§ PROBLEM STATEMENT
Please give back only the lines below from the one containing "kinda urgent — can u detect the striped" to the one containing "(top-left and bottom-right corners in pixels)", each repeated word for word, both ends included.

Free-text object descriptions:
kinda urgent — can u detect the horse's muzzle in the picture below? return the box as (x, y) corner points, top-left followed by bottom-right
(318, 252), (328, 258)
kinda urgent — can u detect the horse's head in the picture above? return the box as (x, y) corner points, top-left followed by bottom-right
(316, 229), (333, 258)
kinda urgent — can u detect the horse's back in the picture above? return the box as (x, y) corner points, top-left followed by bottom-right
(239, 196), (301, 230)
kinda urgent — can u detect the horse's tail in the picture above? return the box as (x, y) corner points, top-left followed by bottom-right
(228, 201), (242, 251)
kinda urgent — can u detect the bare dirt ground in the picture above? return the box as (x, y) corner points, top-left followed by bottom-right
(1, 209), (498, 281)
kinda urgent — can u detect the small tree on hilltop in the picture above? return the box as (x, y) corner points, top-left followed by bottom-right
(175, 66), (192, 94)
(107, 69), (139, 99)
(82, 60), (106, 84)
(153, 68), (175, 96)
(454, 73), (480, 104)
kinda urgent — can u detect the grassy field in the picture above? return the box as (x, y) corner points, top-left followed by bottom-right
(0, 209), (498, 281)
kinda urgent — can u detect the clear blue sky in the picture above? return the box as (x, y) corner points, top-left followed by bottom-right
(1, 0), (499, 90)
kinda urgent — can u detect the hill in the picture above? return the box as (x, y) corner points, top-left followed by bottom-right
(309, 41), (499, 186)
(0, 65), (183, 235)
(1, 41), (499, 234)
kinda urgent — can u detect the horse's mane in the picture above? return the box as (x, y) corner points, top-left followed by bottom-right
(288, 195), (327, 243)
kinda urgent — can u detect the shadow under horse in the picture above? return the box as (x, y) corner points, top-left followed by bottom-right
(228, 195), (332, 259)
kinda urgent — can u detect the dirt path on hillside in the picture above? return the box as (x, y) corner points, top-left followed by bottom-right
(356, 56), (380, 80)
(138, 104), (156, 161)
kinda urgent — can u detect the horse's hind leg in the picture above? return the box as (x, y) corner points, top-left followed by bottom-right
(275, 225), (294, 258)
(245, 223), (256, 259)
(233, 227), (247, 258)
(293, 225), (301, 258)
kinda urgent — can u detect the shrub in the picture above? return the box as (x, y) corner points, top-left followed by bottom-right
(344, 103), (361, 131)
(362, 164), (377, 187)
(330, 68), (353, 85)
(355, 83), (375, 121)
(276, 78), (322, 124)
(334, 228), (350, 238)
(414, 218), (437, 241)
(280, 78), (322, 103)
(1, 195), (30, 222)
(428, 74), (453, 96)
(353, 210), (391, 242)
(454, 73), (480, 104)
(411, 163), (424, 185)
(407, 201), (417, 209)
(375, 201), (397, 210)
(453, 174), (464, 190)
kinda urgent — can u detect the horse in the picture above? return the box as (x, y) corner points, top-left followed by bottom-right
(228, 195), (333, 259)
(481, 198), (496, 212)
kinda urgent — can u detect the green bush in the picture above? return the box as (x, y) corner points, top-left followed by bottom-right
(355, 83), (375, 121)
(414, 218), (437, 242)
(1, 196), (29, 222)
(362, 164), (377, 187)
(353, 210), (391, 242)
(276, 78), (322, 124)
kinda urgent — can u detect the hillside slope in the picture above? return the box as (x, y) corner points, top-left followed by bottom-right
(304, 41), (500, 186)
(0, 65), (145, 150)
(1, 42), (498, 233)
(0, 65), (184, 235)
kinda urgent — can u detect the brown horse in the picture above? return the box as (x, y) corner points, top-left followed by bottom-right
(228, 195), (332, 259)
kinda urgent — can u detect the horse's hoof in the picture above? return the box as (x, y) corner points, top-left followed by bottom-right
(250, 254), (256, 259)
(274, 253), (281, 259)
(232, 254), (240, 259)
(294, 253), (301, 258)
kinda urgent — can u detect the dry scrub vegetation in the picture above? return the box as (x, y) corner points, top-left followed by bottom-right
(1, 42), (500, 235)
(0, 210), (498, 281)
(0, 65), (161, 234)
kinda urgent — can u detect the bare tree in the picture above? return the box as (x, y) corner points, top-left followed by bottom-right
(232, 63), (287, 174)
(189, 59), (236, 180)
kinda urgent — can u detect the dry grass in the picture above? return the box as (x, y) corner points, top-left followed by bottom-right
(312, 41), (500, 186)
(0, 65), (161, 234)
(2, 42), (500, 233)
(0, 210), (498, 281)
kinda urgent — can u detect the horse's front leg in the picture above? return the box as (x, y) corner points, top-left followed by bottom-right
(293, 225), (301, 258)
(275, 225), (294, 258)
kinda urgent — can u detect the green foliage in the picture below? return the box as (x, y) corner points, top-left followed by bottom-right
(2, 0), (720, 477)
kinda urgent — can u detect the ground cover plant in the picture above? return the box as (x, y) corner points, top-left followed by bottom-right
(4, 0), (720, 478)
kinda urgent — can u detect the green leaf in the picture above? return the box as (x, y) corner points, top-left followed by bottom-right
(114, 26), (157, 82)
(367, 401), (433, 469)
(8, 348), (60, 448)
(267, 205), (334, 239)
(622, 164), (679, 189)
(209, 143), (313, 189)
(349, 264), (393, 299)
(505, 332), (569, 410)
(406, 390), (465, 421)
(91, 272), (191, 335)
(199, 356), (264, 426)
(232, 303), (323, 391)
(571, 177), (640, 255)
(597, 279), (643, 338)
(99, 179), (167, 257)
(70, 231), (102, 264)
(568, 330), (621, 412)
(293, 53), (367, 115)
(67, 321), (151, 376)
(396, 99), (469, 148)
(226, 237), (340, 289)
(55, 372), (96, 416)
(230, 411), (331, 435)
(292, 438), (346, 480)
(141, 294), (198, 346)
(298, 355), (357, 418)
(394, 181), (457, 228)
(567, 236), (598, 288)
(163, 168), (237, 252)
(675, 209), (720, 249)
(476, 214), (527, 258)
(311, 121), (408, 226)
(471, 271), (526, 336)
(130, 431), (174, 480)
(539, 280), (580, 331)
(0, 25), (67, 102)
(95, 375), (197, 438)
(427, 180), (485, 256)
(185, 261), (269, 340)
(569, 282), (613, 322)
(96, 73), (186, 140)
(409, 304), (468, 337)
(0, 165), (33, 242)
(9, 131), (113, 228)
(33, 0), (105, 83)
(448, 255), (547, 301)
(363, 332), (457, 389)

==

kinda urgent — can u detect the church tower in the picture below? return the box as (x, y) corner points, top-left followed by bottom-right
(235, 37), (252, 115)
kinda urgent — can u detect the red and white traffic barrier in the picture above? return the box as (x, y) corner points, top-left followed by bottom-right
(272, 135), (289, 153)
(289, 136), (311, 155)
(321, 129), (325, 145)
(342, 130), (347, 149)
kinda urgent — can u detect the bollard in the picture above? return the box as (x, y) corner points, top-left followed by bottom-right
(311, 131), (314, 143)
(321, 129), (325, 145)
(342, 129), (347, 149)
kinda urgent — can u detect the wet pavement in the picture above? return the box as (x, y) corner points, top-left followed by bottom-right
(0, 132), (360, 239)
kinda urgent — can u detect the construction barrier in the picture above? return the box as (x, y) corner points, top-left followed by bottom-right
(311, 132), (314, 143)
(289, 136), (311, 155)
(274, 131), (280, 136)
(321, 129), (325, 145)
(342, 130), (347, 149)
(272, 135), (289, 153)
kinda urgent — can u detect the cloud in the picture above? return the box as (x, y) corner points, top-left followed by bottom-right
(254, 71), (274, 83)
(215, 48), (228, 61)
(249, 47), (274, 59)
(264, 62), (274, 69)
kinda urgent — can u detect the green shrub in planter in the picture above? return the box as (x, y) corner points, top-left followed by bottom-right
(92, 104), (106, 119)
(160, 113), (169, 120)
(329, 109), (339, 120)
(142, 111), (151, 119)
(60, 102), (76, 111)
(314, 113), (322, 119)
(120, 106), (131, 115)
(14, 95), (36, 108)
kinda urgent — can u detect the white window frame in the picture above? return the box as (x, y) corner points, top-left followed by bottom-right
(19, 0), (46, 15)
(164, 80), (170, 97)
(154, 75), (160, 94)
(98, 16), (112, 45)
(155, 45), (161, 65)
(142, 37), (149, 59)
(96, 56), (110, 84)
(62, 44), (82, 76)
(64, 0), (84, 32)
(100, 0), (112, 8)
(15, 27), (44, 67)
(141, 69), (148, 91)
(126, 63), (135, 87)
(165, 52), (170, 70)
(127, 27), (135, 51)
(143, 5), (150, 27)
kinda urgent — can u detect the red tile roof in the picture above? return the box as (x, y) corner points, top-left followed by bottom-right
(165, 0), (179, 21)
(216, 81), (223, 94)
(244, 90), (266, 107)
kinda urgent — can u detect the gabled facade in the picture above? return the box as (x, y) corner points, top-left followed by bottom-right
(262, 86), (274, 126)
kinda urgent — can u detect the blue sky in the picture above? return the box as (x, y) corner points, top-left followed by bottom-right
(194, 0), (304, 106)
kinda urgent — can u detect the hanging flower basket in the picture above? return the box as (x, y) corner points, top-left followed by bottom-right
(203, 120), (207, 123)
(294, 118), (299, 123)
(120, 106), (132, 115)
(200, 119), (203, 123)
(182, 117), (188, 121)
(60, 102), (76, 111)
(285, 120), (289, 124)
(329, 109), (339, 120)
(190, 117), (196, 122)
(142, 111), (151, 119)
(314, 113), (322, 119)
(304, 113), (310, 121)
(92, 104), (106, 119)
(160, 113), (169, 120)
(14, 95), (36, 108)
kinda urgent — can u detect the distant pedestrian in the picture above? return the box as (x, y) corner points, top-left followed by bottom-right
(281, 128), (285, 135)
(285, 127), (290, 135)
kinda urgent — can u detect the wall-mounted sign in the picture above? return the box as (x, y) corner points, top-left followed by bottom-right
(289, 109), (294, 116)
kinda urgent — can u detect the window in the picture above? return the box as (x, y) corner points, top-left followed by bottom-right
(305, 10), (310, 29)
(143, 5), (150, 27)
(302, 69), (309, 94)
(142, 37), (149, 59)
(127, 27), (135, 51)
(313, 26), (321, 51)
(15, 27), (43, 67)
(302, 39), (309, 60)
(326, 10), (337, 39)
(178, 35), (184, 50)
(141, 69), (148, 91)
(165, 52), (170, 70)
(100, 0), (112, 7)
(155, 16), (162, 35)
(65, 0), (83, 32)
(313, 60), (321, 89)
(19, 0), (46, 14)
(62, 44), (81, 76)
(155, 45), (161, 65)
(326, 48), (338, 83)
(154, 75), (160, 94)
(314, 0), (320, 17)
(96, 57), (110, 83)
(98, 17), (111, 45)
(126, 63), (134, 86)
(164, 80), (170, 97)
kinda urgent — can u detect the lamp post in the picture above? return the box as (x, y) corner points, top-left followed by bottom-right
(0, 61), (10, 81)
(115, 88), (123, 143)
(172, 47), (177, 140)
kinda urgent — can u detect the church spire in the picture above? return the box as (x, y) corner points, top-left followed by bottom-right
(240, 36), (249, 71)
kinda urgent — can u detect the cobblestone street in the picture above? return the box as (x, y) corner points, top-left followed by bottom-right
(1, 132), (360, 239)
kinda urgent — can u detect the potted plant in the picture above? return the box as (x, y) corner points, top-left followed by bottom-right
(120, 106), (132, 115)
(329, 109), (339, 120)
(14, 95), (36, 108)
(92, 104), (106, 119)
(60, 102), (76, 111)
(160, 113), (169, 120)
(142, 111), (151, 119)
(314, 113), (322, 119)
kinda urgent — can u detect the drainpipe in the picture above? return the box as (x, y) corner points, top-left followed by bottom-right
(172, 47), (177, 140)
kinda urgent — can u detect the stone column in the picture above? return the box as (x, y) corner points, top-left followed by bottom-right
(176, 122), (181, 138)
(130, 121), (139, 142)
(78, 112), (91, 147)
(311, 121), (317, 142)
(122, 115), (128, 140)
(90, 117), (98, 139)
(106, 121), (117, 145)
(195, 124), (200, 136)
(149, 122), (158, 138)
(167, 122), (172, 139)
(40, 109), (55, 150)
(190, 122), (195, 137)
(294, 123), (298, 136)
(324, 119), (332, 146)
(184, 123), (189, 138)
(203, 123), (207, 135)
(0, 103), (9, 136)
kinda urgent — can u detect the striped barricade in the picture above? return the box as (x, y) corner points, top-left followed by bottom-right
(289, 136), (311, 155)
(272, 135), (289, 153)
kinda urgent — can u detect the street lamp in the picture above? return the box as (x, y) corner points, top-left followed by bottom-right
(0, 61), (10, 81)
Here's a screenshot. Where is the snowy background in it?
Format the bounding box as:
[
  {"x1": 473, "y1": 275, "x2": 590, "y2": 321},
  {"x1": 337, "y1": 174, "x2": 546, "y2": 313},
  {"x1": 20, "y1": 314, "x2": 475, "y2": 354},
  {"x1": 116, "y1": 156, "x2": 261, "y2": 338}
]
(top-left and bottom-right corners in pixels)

§ WRITTEN REPLY
kinda urgent — can u detect the striped barricade in the picture above? return the box as (x, y) corner points, top-left followed by bottom-right
(289, 136), (311, 155)
(272, 135), (289, 153)
kinda urgent — can u detect the street lamp in the picture above? return the box as (x, y) corner points, top-left followed by bottom-right
(0, 61), (10, 81)
Here's a screenshot. Where is the snowy background in it?
Format the bounding box as:
[
  {"x1": 473, "y1": 275, "x2": 590, "y2": 321},
  {"x1": 337, "y1": 174, "x2": 546, "y2": 313},
  {"x1": 20, "y1": 314, "x2": 475, "y2": 354},
  {"x1": 116, "y1": 156, "x2": 261, "y2": 338}
]
(top-left and bottom-right corners in pixels)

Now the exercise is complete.